--- BEGIN Passage shown ---
Aśvaghosa Composes Complete Biography of the Buddha Summary

  • Last updated on November 11, 2022

Aśvaghosa composed Buddhacarita, the complete biography of the Buddha, and achieved a reputation as one of the great poets of world literature and as one of the founders of Sanskrit drama.

Summary of Event

The dates of the birth and death of the poet Aśvaghosa are uncertain, but historians generally suggest that he was born c. 80 c.e. in the Indian city of Ajodhya. He was a Brahman, a member of the hereditary priest caste of the Vedantic religious tradition that eventually became known as Hinduism. Members of the Brahman caste were usually hostile to Buddhism, which challenged the caste system and the religious orthodoxy of India. Educated in the Vedas, the holy books of India, Aśvaghosa was a strong opponent of Buddhism. Legend holds that Aśvaghosa defended the Vedantic faith in a debate on Buddhism with the sage Parsva, religious adviser of the ruler Kanishka. After losing the debate, Aśvaghosa converted and became an eloquent spokesperson for his new religion. Aśvaghosa Buddha Kanishka

Aśvaghosa’s probable lifetime was a period of political and religious change in the Indian subcontinent. A people known as the Kushān ruled over what is now Afghanistan, much of the northern Indian subcontinent (now the northern parts of India and Pakistan), and large parts of central Asia. The Kushān Empire reached its greatest power and territorial extension under Kanishka, whose rule dated from c. 127 to c. 152, or a good portion of Aśvaghosa’s career. In addition to greatly extending his inherited kingdom through conquest, Kanishka was known as a great patron of Buddhism. Kanishka reportedly called the Fourth Buddhist Council, a critical event in the emergence of Mahāyāna Buddhism, in Kashmir. The emperor’s contacts with the Chinese empire may have encouraged the movement of Buddhism into China. He also maintained communication with the Roman Empire, and the Gandhara school of art, which produced images of the Buddha that exhibited Greco-Roman influences, flourished during his reign.

There are reports that Aśvaghosa was a councillor at the court of Kanishka at Peshawar. Some historians place Aśvaghosa a generation earlier and argue that attempts to connect the great poet and the great leader are simply reflections of popular desires to put these two prominent figures together. It is also possible that claims of Aśvaghosa’s connections to the Kushān ruler were caused by a confusion of Aśvaghosa with the Buddhist sage Sangharaksa, who was a teacher of Kanishka and who wrote a life of the Buddha with the same title as the biography written by Aśvaghosa.

Aśvaghosa is supposed to have helped organize the Fourth Buddhist Council and to have spoken in defense of Mahāyāna Buddhist doctrine at this council. If so, this would suggest that the poet must have known Kanishka. However, at least one account of the council holds that it was Aśvaghosa, not Kanishka, who called a great council to discuss religious doctrine. In this version of events, the council met for twelve years under Aśvaghosa’s direction to produce the Mahāvibhāsa (compiled c. 100 c.e.; great commentary), an encyclopedia of religious tenets. Because even the dates of Aśvaghosa’s life are uncertain and most of the claims about the events in that life were set down long after it ended, it may not be possible to resolve all of the questions about the poet’s connections to the Kushān king and the Fourth Buddhist Council.
--- END Passage shown ---
--- BEGIN Source excerpt ---
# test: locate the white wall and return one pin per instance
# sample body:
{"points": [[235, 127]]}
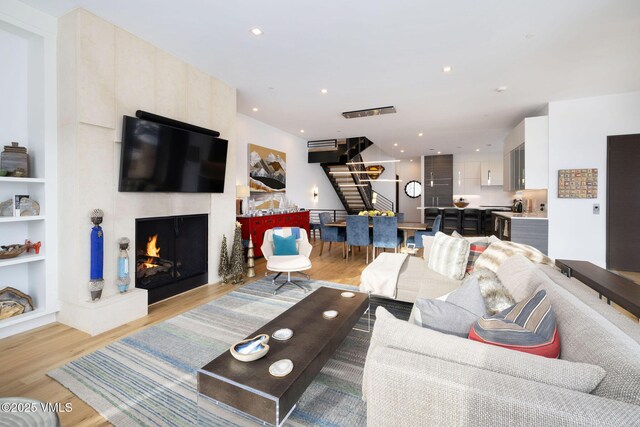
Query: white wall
--- END Source excerpt ---
Problem set →
A - According to the passage on Aśvaghosa, in which Indian city do historians generally suggest the poet was born?
B - Quote the passage on Aśvaghosa word for word from "Aśvaghosa Composes Complete" to "of Sanskrit drama.".
The lines have no connection to the passage on Aśvaghosa.

Complete answers →
A - Ajodhya.

B -
Aśvaghosa Composes Complete Biography of the Buddha Summary

  • Last updated on November 11, 2022

Aśvaghosa composed Buddhacarita, the complete biography of the Buddha, and achieved a reputation as one of the great poets of world literature and as one of the founders of Sanskrit drama.